**Input**.
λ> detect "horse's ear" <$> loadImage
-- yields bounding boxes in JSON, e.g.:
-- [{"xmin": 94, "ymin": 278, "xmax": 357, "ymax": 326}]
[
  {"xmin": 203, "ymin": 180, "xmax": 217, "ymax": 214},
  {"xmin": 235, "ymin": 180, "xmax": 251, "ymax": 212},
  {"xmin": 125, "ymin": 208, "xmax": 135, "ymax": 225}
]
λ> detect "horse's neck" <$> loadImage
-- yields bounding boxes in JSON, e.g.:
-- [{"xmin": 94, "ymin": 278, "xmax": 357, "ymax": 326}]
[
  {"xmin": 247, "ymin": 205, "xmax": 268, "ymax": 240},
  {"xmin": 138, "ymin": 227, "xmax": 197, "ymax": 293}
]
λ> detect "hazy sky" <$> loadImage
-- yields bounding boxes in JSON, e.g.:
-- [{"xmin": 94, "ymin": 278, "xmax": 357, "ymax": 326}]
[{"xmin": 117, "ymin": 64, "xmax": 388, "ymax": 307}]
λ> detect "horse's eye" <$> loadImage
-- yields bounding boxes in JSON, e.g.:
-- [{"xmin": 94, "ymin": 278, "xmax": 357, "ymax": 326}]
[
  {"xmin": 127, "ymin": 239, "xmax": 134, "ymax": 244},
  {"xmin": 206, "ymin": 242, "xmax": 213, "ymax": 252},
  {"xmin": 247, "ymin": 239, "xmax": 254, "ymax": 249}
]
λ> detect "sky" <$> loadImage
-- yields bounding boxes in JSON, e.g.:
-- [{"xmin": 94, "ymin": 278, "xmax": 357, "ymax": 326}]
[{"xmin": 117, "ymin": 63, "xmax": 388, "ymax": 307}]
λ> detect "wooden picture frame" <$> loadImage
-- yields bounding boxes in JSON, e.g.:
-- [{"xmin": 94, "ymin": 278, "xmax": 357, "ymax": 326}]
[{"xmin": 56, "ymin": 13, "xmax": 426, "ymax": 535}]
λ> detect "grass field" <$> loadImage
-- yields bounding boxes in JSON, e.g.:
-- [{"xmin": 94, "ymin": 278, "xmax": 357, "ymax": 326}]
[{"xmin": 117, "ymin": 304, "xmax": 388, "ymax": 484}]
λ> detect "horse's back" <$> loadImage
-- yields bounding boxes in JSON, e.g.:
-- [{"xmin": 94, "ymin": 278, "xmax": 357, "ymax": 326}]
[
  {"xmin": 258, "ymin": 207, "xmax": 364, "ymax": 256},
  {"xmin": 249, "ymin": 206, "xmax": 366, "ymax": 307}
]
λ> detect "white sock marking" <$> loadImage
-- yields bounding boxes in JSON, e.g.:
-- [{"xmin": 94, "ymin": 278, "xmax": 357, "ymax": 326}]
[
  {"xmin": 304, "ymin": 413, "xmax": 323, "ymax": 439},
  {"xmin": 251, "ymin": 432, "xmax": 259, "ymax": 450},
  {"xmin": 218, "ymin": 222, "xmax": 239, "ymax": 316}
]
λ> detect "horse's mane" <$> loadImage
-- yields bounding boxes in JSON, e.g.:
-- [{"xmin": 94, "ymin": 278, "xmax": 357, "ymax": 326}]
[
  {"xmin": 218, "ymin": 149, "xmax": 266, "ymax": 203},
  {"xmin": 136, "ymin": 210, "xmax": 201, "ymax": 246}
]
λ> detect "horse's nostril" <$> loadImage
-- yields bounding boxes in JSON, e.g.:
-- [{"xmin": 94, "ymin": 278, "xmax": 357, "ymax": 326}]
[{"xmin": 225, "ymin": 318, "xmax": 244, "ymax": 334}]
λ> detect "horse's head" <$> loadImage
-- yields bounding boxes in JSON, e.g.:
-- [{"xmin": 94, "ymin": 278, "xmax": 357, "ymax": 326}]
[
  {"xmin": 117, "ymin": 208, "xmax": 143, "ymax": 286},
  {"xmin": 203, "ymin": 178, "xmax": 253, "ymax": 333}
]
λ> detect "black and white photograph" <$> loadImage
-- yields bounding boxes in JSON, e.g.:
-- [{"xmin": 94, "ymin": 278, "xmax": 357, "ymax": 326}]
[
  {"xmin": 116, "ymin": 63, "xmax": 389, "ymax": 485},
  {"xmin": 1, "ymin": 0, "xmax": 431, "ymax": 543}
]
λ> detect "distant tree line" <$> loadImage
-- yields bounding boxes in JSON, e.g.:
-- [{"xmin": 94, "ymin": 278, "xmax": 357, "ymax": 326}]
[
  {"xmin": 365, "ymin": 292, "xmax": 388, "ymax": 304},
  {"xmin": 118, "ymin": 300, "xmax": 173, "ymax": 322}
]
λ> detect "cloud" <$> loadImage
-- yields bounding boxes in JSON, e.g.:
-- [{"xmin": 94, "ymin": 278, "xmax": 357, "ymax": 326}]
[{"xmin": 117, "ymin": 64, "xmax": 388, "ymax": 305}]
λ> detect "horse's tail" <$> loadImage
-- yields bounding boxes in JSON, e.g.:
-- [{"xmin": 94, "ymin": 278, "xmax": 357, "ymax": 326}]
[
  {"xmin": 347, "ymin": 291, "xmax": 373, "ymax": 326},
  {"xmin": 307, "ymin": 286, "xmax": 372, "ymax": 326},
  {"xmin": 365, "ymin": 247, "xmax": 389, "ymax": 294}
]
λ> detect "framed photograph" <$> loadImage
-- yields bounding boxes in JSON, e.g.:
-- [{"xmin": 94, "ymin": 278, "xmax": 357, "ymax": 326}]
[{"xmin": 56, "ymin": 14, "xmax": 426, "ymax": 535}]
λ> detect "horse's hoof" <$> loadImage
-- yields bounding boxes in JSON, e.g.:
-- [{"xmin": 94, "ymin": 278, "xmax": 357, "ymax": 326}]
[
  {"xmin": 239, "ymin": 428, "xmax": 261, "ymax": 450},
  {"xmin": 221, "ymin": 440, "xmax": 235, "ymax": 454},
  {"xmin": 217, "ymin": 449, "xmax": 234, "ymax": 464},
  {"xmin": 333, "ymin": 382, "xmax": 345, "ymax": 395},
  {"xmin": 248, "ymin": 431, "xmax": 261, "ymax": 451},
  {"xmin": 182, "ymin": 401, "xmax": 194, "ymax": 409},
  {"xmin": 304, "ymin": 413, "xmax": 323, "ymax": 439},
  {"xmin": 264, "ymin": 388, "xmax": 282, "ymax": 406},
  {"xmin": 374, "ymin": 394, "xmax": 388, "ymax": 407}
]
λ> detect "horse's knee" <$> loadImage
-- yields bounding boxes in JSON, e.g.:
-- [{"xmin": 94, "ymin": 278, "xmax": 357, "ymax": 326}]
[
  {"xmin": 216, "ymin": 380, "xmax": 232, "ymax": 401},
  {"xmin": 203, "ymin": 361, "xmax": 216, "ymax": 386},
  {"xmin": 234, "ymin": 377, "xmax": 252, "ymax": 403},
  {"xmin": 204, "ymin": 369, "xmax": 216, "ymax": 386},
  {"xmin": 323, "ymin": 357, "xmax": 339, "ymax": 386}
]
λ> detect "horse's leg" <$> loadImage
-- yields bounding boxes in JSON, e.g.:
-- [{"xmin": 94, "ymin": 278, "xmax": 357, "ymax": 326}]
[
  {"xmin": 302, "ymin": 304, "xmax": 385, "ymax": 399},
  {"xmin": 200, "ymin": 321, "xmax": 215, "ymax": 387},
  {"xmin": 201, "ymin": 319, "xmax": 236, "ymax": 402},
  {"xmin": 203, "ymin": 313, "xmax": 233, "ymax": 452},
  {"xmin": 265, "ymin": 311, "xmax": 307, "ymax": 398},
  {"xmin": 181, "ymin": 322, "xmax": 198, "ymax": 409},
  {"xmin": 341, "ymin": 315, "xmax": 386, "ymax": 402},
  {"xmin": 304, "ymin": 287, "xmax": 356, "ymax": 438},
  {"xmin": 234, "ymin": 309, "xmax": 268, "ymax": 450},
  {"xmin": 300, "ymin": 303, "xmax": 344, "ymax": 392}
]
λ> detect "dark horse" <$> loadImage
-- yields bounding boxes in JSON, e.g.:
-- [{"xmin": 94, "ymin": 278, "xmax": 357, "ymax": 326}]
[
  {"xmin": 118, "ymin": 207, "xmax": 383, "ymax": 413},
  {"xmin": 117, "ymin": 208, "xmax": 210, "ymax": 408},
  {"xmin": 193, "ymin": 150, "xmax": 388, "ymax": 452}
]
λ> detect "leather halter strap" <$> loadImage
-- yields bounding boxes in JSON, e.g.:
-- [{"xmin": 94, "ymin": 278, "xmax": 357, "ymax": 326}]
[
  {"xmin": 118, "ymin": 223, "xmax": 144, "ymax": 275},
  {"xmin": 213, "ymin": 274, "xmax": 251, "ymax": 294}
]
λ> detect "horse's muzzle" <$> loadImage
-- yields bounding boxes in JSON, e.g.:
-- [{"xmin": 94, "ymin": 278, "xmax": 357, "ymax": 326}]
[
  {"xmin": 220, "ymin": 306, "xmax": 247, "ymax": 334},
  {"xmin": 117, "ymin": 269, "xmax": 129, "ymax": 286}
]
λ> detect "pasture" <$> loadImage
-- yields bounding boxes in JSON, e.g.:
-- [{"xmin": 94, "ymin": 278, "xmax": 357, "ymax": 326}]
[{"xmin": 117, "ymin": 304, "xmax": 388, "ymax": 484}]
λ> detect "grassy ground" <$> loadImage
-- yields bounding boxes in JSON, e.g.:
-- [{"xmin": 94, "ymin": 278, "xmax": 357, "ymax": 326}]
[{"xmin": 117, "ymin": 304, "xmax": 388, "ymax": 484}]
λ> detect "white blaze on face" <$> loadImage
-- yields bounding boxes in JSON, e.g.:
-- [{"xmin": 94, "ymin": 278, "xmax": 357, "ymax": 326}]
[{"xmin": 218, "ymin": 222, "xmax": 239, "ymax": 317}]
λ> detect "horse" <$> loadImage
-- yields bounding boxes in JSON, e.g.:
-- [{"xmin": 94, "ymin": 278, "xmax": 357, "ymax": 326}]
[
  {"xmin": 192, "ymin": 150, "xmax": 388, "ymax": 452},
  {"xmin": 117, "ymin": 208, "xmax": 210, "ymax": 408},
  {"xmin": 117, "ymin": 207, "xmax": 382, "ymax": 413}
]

**Instructions for the task**.
Filter the preceding entries down to the lines with "white".

**Finished task**.
λ> detect "white sock marking" <$> loadImage
λ> detect "black and white photograph" <$> loadImage
λ> detect "white blaze on face" <$> loadImage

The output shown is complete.